[start of Data provided]
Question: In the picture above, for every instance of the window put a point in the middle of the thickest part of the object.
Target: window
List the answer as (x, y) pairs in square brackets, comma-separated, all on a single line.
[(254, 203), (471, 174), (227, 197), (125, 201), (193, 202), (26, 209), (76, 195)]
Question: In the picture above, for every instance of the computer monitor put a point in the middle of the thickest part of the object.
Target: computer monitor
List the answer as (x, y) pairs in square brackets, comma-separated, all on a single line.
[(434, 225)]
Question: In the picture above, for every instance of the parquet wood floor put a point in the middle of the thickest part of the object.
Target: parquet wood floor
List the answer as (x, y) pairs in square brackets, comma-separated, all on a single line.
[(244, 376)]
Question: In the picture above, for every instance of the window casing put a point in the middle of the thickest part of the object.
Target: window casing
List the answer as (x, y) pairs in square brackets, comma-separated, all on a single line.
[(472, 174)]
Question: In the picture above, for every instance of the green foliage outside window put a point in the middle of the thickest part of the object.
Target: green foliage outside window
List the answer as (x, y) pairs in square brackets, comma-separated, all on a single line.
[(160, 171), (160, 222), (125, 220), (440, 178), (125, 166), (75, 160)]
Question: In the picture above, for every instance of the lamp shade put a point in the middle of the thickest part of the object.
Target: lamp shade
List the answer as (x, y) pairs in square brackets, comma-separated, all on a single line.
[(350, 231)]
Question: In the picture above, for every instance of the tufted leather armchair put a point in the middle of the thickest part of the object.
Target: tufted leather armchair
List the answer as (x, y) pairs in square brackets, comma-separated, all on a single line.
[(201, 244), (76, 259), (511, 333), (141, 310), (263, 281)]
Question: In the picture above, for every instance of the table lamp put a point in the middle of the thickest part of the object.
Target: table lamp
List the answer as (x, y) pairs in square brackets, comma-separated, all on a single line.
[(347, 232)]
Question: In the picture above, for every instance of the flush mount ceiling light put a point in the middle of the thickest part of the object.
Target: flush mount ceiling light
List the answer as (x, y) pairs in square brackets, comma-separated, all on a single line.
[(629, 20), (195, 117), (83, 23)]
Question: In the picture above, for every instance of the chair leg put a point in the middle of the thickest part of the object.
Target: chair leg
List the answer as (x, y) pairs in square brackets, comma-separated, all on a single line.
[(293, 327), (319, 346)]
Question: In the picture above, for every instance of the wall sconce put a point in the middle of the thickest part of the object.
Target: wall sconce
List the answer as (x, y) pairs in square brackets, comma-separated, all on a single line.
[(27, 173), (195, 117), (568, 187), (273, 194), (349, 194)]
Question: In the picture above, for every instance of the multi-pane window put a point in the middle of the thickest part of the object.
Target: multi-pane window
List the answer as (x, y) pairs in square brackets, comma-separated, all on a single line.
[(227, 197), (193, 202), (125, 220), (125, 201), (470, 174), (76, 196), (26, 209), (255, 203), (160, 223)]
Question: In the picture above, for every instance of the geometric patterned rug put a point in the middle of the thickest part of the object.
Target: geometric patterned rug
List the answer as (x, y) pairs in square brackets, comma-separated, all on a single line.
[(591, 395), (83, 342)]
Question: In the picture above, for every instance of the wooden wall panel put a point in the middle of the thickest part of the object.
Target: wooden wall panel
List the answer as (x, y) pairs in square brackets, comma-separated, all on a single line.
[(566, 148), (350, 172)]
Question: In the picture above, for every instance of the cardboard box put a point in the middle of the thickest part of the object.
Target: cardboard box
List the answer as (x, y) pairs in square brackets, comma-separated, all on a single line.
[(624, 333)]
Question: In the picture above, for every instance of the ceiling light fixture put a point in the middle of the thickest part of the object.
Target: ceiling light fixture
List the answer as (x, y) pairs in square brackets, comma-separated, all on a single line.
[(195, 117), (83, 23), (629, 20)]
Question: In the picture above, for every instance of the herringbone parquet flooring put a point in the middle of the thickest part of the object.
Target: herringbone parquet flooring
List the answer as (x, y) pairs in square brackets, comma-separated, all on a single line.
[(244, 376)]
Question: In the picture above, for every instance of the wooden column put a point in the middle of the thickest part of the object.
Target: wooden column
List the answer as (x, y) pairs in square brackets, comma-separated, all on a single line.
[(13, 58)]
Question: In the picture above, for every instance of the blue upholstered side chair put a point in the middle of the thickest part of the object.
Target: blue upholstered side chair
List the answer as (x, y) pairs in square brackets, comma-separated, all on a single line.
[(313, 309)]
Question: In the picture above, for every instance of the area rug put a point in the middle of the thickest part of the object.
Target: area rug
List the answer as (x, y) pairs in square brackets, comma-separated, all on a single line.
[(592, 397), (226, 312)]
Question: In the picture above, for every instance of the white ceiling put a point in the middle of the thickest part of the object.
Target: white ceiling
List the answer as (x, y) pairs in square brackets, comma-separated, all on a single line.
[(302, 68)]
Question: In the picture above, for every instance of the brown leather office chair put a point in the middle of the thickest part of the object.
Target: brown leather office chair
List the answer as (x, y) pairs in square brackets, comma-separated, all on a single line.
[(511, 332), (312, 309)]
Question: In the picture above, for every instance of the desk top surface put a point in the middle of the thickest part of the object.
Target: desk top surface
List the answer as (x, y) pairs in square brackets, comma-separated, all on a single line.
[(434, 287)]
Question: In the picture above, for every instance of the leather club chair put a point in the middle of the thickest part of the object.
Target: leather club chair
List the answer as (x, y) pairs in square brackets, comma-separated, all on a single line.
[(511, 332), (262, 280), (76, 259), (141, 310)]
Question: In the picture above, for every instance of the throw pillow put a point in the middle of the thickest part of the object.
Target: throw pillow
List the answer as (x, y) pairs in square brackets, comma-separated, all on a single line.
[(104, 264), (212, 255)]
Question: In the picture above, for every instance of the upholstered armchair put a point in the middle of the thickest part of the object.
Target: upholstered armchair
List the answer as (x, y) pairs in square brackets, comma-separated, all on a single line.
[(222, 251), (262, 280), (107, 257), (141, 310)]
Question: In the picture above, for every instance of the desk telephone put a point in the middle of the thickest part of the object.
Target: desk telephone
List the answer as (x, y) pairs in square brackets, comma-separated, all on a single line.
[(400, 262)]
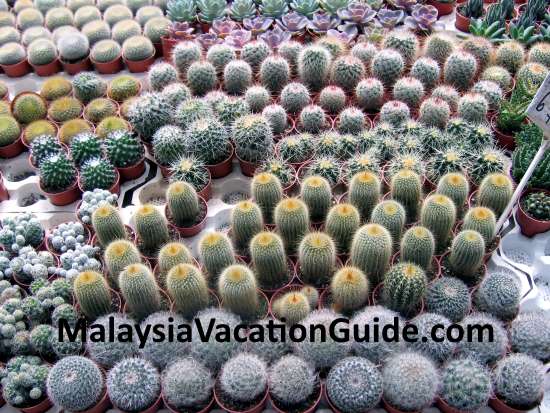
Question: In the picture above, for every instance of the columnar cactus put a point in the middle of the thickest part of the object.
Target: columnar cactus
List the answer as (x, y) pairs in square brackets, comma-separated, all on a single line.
[(317, 257), (140, 290), (371, 251)]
[end of Data provided]
* **Task to complete**:
Copy the entire listing above word for word, leaving out the pictures.

* **Exercise answer**:
Question: In the picture above, for every instance of the window put a point in the middle of the thickest part of the object.
Target: window
List the answer as (x, y) pairs in square brackets, comma-separated, all on a single line.
[(254, 203), (471, 174), (227, 197), (125, 201), (193, 202), (26, 209), (76, 195)]
Question: In the picture above, for every instance of the computer monitor put a point in the middle of the thickest part of the object.
Target: computer monitor
List the answer as (x, y) pairs in square brackets, comma-separated, all on a single line.
[(434, 225)]
Question: In the picture above, for every instance of the parquet wood floor put a point in the middle of the thickest part of the object.
Target: parquet wood floor
List the answer as (x, y) pairs in square brackets, comma-separated, all on a single line.
[(244, 376)]
Question: In the picture above, for every instance of the window casing put a point in the middle of the thickest part of the object.
Target: window casing
List the answer as (x, y) pairs in square brackets, comma-separated, all on a single line.
[(472, 174)]
Question: In the picture above, for every instance of the green foliage outside window put a point in the middle of the thickest part of the object.
Target: green foliage outside window
List the answer as (x, y) pairs in square brackets, comma-separated, all on a single line.
[(160, 171), (160, 222), (125, 220), (440, 178), (125, 166), (75, 160)]
Question: In the picture above, for every instance of the lamp shade put a point in the middle of the thickest part of the object.
Target: lamp shade
List the answer as (x, y) pairs in square brackets, comma-separated, all on a single line.
[(350, 231)]
Question: In the picture above, for every instance of the tufted leather armchair put a point in the middle of the thickest part of the object.
Target: tufted leather armchair
List the answer as (x, y) pairs in square brackets, comma-separated, all on a single line.
[(201, 244), (76, 259), (511, 333), (141, 310), (263, 281)]
Question: In the picture above, for every instance of the table lamp put a point in the middle of the thickest part of the object.
Target: table lamp
List the answer as (x, y) pairs in square brackets, comma-separated, all on a single line.
[(347, 232)]
Question: In the picture above, for every instance of the flush mount ceiling light put a point in the middle of the thickest part of the object.
Target: flush mount ceiling light
List the answer as (x, y) pairs in square brackets, comma-separated, all on a single line.
[(629, 20), (195, 117), (83, 23)]
Question: In the picture above, for every instance of the chair leg put a point in the middle of the thickest part of the object.
Target: chair leg
List the answer as (x, y) pairs in square brackets, comma-separated, all on a single line.
[(293, 327), (319, 346)]
Question: In the picture above, for every instance of the wall sconce put a point in the middle of the thickest part of the object.
Target: wall sconce
List the answer as (x, y) pairs in square brackets, comma-separated, all on a single line.
[(27, 173), (195, 117), (568, 187), (273, 194), (349, 194)]
Question: In the picture above, for every instance of the multi-pane window put a point in the middle of the thickest part of the object.
Target: multi-pane window
List the answer as (x, y) pairs in square brackets, comma-separated, all on a single line.
[(227, 197), (193, 202), (125, 220), (125, 201), (470, 174), (76, 196), (26, 209), (255, 203), (160, 223)]
Question: In the picture above, for every instance of the geometric patterned rug put a point in the middle of the thickest part of the object.
Target: geometric patterned rug
List the answer as (x, y) pairs in square brackets, comma-separated, all on a single line.
[(591, 395), (83, 342)]
Question: In the picture above, for every instance of the wooden wall panel put a point in the middle of the thickest part of the object.
Target: wooden wall panel
List the answer as (x, y) pairs in square brackets, comma-separated, all on a single line.
[(566, 148), (350, 172)]
Question: In the picture above, for every instance of the cardboard box put a point in the middle of the thickest part of the object.
Target: cardboard box
List the answer as (x, y) pairs in square brackets, comma-separated, all on a single line.
[(624, 333)]
Question: In the picture above, for every instance of the ceiling light fixture put a point in the middle of the thickest part of the object.
Target: ceiling light fixture
List the answer as (x, y) pairs in square brackets, comma-separated, all on a single line.
[(195, 117), (83, 23), (629, 20)]
Question: In the picture above, for every instance of the herringbone parquet flooring put a point in the middle of the thickest part of the object.
Target: herringbone parquet flooring
List the answer as (x, y) pairs in square brackets, comma-separated, all on a single line.
[(244, 376)]
Question: In the picture above, for every instance of the wooden column put a point in the middle of the thickest part of the object.
Target: wooden column
List the answer as (x, y) pairs in square brackets, comma-separated, all on a single line.
[(13, 58)]
Question: In the picture above, for every instance of the blue upholstered side chair put a point in the middle of the thickest part of the object.
Target: blue upholstered side chair
List the answer as (x, y) pairs in square brackets, comma-separated, all on a single line.
[(313, 309)]
Question: In the picture above, for every instance of the area rug put a point in the middle of the thickest part of the object.
Target: area rug
List the answer as (x, y) pairs in square brackets, comma-separated, all on a single line.
[(592, 397), (226, 312)]
Question: In the picture above, for every instance of the white ceiling put a point in the middle of the thickest part of the object.
Target: white ceiling
List the answer as (x, y) pairs in square brackets, comma-separated, all on a single line.
[(302, 68)]
Question: In the picture above, for every instance of the brown leather office chair put a point in the middle of the thickest part of the object.
Target: brown leather office chair
List the answer as (x, y) pairs in square brackets, comma-separated, all on a single line.
[(511, 332), (312, 309)]
Question: In the picture above, for every instance of the desk top surface put a point in the middle of the thickest part of the object.
Target: desk top surface
List the answer as (x, y) pairs in square brackets, comma-separated, all on a single line.
[(434, 287)]
Question: In the picture above, for every instance of the leather club chair put a point in the middle of the thickest part of the object.
Target: leather club chair
List the answer as (x, y) pairs in square brackets, comma-separated, all on a single line.
[(511, 332), (262, 280), (76, 259), (141, 310)]
Question: In the picture above, for every instance of the throw pillow put a point in the middle of the thickest part of the object.
Target: throw pillow
List the answer as (x, y) pairs in square brackets, comma-separated, all on a single line.
[(104, 264), (212, 255)]
Question: In the picture above, for every instance of the upholstered armchair put a point in the middle of the thickest part of the object.
Target: upholstered armchair
List the answer as (x, y) pairs in square brackets, comma-separated, all on a single line.
[(222, 251), (262, 280), (107, 257), (141, 310)]
Question: In the picture above, for every instance of the desk telephone put a point in the middle of the thickest part of the object.
Target: desk telephone
List the answer as (x, y) pairs in square brackets, comma-separated, all on a single line.
[(400, 262)]
Question: In the picture above, for every instance of the columnar cactus put a point in the middle of the thickest part of the object.
Target: columnar cactus
List the answer as (x, y) pairs in square brackets, comma-separated, all on a single line.
[(317, 257), (140, 290), (371, 251)]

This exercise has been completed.